____ Records

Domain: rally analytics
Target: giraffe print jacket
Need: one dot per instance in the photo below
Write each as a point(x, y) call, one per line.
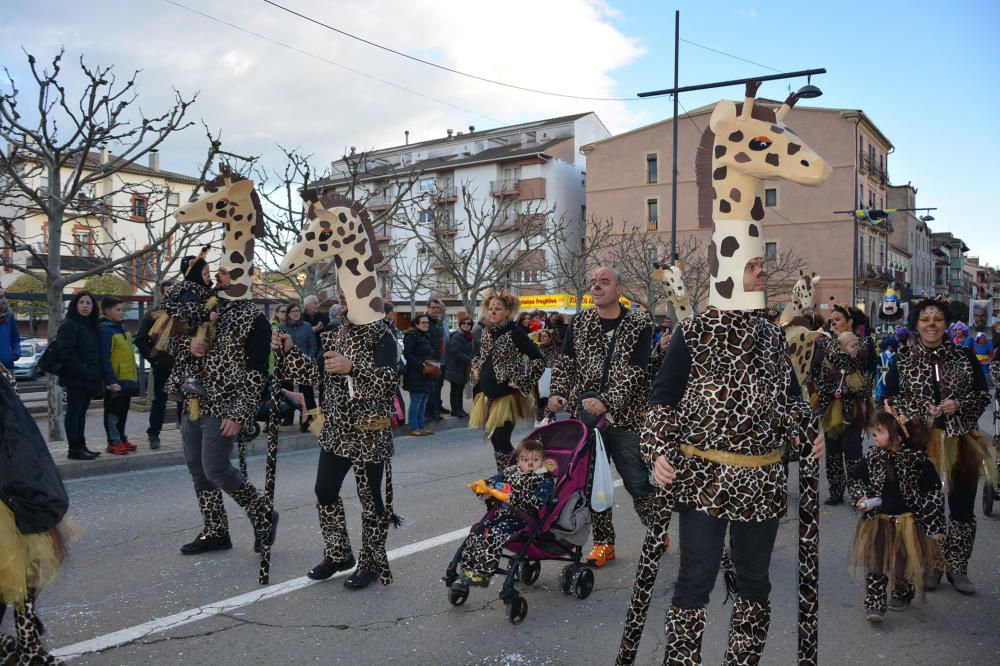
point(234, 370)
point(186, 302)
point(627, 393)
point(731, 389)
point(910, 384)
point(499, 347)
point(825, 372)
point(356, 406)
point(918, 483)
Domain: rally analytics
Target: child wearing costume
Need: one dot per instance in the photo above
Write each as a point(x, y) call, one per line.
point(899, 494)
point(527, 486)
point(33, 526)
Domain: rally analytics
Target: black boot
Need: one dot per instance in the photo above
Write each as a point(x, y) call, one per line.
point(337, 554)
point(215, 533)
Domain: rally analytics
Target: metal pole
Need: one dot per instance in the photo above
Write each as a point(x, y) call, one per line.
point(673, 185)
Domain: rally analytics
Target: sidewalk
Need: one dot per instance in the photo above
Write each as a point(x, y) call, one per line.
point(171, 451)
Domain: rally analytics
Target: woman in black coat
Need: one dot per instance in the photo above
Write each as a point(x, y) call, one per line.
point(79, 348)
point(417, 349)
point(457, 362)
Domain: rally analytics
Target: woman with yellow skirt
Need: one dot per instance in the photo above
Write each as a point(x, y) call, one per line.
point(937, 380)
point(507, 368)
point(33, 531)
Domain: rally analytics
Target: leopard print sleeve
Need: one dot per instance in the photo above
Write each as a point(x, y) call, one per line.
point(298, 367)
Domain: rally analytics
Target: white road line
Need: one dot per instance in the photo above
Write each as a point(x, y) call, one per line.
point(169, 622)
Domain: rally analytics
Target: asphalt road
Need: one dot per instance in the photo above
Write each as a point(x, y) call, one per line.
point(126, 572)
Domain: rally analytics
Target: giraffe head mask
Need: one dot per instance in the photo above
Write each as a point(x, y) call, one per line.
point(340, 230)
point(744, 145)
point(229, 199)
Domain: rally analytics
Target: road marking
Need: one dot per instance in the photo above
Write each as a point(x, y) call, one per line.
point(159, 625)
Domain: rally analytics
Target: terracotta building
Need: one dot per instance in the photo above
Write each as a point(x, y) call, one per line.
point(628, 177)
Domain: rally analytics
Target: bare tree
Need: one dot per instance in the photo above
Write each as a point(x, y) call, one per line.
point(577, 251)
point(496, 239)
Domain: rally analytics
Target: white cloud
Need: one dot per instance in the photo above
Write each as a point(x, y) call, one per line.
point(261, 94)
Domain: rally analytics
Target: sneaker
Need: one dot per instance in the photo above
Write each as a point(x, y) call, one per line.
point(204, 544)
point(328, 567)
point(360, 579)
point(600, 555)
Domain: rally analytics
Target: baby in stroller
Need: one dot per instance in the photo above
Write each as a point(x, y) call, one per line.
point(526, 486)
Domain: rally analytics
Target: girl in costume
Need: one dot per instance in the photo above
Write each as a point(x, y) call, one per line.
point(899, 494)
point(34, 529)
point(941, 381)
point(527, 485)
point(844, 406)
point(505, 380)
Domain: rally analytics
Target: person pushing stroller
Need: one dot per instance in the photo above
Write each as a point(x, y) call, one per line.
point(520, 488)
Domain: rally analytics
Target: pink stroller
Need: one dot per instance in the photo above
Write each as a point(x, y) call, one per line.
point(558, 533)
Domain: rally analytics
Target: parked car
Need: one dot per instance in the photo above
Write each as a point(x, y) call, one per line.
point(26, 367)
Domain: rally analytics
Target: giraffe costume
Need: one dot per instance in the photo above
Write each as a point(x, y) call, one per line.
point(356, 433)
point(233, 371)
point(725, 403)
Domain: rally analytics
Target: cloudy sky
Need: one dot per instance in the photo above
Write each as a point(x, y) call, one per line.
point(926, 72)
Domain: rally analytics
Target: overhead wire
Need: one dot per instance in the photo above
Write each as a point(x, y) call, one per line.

________

Set task>
Rewrite the items above, from their first line up to and including the line with "point(628, 177)", requests included, shifting every coordinate in the answer points up by 99. Leave the pictures out.

Full output>
Domain: rally analytics
Target: giraffe print jacket
Need: one dot per instance in the photo below
Write each as a point(x, y) call, one per line.
point(333, 469)
point(285, 401)
point(726, 492)
point(830, 488)
point(1009, 483)
point(598, 446)
point(924, 471)
point(455, 505)
point(1017, 582)
Domain: rally analytics
Target: child wearing costume
Need: one dot per instance in the photo above
Write each as a point(x, y) call, one per line.
point(998, 593)
point(626, 585)
point(132, 625)
Domain: rally analytics
Target: black boot
Need: one dot per instance in the photo above
Write each as a point(x, y) call, one per line.
point(436, 653)
point(314, 632)
Domain: rally analytics
Target: metal pole
Need: one dot per instance in the photo above
Write each as a point(x, y) call, one per line.
point(772, 284)
Domain: rally analytics
Target: sidewalk
Need: one dot per instance in the photo above
Write each as a point(x, y) call, one per line.
point(270, 550)
Domain: rally analytics
Target: woman in black coat
Need: one dot per instance in the photo above
Write each as a point(x, y) call, one per line.
point(178, 447)
point(516, 448)
point(556, 461)
Domain: rally analytics
Target: woman with yellow skirt
Need: one dot per instance in the photo above
Write each as a point(x, y) call, one per line.
point(1036, 479)
point(606, 467)
point(132, 630)
Domain: rally analytics
Target: leopard print sleeve
Need: one dot per instance in the photo above
Write each as a point(x, y) call, one per line.
point(397, 466)
Domain: rally analytics
Target: white road line
Need: one dot per instance in the photo above
Write each as a point(x, y) call, one per line.
point(268, 721)
Domain: rally analytics
Target: asphalt road
Need: one dot per instance in the photo above
Write each as a point(x, y) call, one per line.
point(225, 671)
Domain: rally analytics
Target: giraffe head mask
Need: one dot per instance in the photo above
Write each as a point(x, y) call, one per line.
point(439, 329)
point(843, 244)
point(328, 298)
Domain: rally analytics
Target: road marking
Need: one dot per instance in the photo above
Write each as a point(x, y) call, one per line.
point(258, 724)
Domain: rally analytics
Target: terracotta building
Need: one dot per instance in the photo above
Write each as a point(x, y) call, one per line.
point(727, 276)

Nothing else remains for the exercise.